◆ **Your instructions**
Each entry must appear again exactly as it does in the source.

(Point localization data)
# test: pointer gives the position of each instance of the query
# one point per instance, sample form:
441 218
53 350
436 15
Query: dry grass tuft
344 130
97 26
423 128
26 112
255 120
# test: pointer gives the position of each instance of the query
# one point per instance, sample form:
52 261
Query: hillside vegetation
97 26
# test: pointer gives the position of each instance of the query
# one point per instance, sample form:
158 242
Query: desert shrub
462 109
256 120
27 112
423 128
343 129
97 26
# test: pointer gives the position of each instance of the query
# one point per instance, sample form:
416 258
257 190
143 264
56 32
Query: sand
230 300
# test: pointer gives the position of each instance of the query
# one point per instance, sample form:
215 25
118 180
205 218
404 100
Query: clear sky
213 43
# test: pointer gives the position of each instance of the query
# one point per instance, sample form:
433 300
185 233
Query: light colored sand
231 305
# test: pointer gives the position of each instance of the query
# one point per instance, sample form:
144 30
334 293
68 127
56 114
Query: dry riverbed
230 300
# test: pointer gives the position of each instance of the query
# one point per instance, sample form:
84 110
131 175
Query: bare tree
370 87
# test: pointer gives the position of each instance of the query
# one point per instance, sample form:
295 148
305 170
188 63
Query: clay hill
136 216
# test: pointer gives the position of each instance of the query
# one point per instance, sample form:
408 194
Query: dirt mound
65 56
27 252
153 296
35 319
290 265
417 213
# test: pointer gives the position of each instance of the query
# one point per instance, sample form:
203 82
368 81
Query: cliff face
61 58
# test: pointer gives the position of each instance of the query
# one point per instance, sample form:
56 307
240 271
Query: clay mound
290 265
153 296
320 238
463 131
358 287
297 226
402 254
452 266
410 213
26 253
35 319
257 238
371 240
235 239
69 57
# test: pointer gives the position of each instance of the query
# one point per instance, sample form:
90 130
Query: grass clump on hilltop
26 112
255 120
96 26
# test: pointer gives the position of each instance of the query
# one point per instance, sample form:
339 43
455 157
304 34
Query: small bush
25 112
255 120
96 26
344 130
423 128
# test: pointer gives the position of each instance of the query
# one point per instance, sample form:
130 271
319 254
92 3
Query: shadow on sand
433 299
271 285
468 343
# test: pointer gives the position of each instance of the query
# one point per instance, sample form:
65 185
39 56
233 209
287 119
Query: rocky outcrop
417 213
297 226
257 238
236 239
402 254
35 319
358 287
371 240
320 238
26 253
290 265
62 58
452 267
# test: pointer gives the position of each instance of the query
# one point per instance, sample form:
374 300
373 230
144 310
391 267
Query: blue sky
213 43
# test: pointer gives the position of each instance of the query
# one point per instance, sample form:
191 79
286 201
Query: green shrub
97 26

◆ **Solution to the problem**
# test: pointer gives the position of each instance of the query
# one point per instance, sample form:
441 218
53 350
436 15
Query: dry grass tuft
344 130
97 26
423 128
26 112
255 120
# test: pointer gives the position of each instance of the query
# one point per instance, sample form:
52 261
Query: hillside vegetation
97 26
# test: pointer gives the position of each instance of the query
# one point per instance, sample form:
158 242
Query: desert shrub
462 109
256 120
27 112
423 128
343 129
97 26
# test: pointer gives the position of each instance of the query
# one point per instance, sample form:
416 258
257 190
143 264
56 32
Query: sand
230 300
# test: pointer gives the position of each instance of the query
# one point per instance, sample form:
215 25
118 180
205 218
404 100
Query: clear sky
213 43
# test: pointer gives the position of each instance of the query
# one point per instance, sample form:
433 300
185 233
Query: light colored sand
231 305
# test: pointer gives the position of each instance of the query
# one point per instance, sample form:
144 30
334 293
68 127
56 114
Query: dry riverbed
230 300
# test: pointer gives the position of each instance of the query
# one point per instance, sample form:
84 110
131 175
Query: bare tree
370 87
# test: pointer gives the position of each instance of the query
# one point per instance, sample form:
295 148
305 170
188 63
Query: clay hill
136 216
# test: pointer gives the position of each instance of the query
# one point per instance, sample form:
408 194
Query: dirt mound
65 56
27 252
153 296
35 319
290 265
417 213
# test: pointer gives the position of each instance of the query
# one point per instance, sample form:
203 82
368 81
Query: cliff face
61 58
# test: pointer gives the position of each instance of the query
# one point per instance, sample form:
56 307
240 271
Query: clay mound
290 265
153 296
320 238
463 131
358 287
297 226
402 254
452 266
410 213
26 253
35 319
257 238
371 240
235 239
69 57
# test: pointer gives the position of each instance of the query
# one point per instance, sample form:
90 130
Query: grass clump on hilltop
26 112
255 120
96 26
# test: pointer gives the position of each instance of the query
# one point per instance, sample form:
339 43
455 157
304 34
Query: small bush
25 112
255 120
96 26
344 130
423 128
# test: pointer gives the position of each instance of the query
# one point per instance, sample form:
130 271
319 254
92 3
Query: shadow on sand
433 299
271 285
468 343
# test: pointer gives the position of each instance of the query
# one point per instance, sample form:
65 185
39 56
233 209
287 119
Query: rocky outcrop
417 213
297 226
257 238
236 239
402 254
35 319
358 287
371 240
320 238
26 253
290 265
62 58
452 267
# test: pointer gives the position of each instance of the query
# one point per instance, sample form:
374 300
373 230
144 310
391 267
Query: blue sky
213 43
# test: pointer gives the position of each instance of the query
# one point per instance, sample form:
191 79
286 201
Query: green shrub
97 26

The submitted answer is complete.